**** DATASET CONTENT ****

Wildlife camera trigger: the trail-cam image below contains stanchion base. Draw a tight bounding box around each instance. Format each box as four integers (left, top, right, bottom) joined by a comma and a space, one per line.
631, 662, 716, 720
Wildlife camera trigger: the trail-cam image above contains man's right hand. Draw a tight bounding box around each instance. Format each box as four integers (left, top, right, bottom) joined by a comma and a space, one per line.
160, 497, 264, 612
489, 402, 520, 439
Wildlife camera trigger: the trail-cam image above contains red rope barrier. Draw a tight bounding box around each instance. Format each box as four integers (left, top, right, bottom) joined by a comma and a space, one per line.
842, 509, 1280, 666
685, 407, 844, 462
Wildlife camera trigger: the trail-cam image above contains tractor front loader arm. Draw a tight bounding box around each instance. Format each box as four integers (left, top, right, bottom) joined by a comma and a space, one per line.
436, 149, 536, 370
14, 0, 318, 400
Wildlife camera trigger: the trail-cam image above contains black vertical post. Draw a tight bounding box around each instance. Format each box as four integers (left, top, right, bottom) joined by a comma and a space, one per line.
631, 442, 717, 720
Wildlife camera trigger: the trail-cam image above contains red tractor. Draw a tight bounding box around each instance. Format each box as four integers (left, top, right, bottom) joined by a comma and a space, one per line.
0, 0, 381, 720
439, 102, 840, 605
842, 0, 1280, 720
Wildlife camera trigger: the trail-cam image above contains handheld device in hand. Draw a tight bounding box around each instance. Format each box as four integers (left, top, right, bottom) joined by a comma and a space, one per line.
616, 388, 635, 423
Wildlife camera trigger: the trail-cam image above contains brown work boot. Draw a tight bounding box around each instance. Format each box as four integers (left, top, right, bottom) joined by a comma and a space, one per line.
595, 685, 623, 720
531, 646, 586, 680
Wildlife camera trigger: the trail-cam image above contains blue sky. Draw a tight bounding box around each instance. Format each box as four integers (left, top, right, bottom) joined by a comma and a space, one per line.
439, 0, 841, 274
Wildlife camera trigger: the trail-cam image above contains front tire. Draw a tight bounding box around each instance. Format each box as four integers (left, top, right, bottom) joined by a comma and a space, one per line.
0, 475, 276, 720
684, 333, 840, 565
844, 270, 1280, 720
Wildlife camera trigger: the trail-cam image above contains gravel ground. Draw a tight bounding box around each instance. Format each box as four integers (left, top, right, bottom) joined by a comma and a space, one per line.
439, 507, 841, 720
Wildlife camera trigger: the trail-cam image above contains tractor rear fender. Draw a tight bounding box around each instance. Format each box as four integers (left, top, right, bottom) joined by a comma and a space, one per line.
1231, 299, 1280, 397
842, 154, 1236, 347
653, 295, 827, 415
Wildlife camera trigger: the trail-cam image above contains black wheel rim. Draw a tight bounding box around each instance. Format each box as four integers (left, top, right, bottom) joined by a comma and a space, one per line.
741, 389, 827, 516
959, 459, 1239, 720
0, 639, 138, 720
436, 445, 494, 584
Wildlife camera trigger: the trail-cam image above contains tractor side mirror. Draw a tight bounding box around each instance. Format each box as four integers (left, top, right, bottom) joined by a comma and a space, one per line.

****

__INSTRUCTIONS TO FOLLOW__: Rewrite all of these lines, putting "field camera frame" wherever "trail-cam image" appears and keeping everything else the same.

__OUTPUT BELOW__:
Wildlife camera trigger: the field camera frame below contains stanchion base. Draw a tight bounding box around each instance. Format each box as four integers (left, top, right, bottom) joined by a comma and a space, one per line.
631, 662, 716, 720
Wildlife camera trigger: the field camera frame above contains man's right hand. Draw a tight bounding box around each instance. Format each box as four integers (left, top, right, bottom) joined by a comma and a space, one per line.
160, 497, 264, 612
489, 402, 520, 439
Wildlife camera trigger: the field camera frame above contains red rope barrier. Draw a tight bounding box around each instance. Format each box as four integers (left, top, right, bottom) joined by a comma and a space, one per line.
842, 509, 1280, 666
685, 407, 844, 462
Wildlife camera trigger: the field camera frame above contains tractor front loader arm. Draw a tight bounding box around each instance. Format each box as four integers (left, top, right, bottom) joined by a comma and a space, one per line.
436, 149, 536, 370
14, 0, 318, 400
Wildlife camera trigger: the field camera frame above contains black vertical post. Draw a tight bounding box around each instance. Format each box as four integers (left, top, right, bottom) joined by a comma and a space, one per line.
631, 442, 717, 720
Wildlife camera trigger: the field camera frame above contains red tractor. Draw a tight bounding box around each instance. Format each box as four integers (left, top, right, bottom) joined by a comma and a space, one per line.
0, 0, 381, 720
439, 102, 840, 605
842, 0, 1280, 720
Wildlife camera trigger: the field camera frame above contains handheld device in hand. Draw a tight bounding box around each instance. Format each box as four integers (left, top, right, bottom) joined by a comma and a space, one per line.
616, 388, 635, 423
Wildlife camera trigger: the field camera frame above contains brown work boot. Draw a tight bounding box around each instance. Format each box as four integers (left, top, right, bottom) joined by a comma and a space, one per line.
595, 685, 623, 720
531, 646, 586, 680
Wildlife camera trigger: the field camera frame above contains blue sky. Draw a tight bounding box around each instance. Format each box as four integers (left, top, right, bottom) joined by a comma and a space, one per line.
439, 0, 841, 274
Wildlife camera trigger: the field camera frame above contains front tire. Draw a tight bounding box around each instance. Format each box as four integers (left, top, right, bottom) joined by a comma and a space, one per line.
0, 475, 276, 720
684, 333, 840, 565
844, 270, 1280, 720
Wildlife camera trigger: the field camera frame above contains gravel ground. Draw a tight bounding box around each instance. Format each box as four integers (left, top, right, bottom) joined by a comma and a space, one per line.
439, 507, 841, 720
Wildlife camera trigger: the field camera frame above contains tractor rear fender. Draw a tight bounding box around each instance. Format each box as four integers (left, top, right, bottom) joined by a comma and a space, one per line.
1231, 299, 1280, 397
842, 154, 1236, 347
653, 295, 827, 415
Wildlife camera trigger: the field camera frame above contains black wheel rim. Draw a tight bounding box around each instance. Format each box as four integers (left, top, right, bottom) joined by a comma and a space, one per line.
741, 389, 827, 516
959, 459, 1239, 720
0, 639, 138, 720
436, 445, 494, 584
Wildlife camera trigger: the field camera frame above contains tractor side mirror. Draw a tight bounding box around each instance. Format each box as four integers (left, top, right, bottom) joined by a comma and a space, one per line.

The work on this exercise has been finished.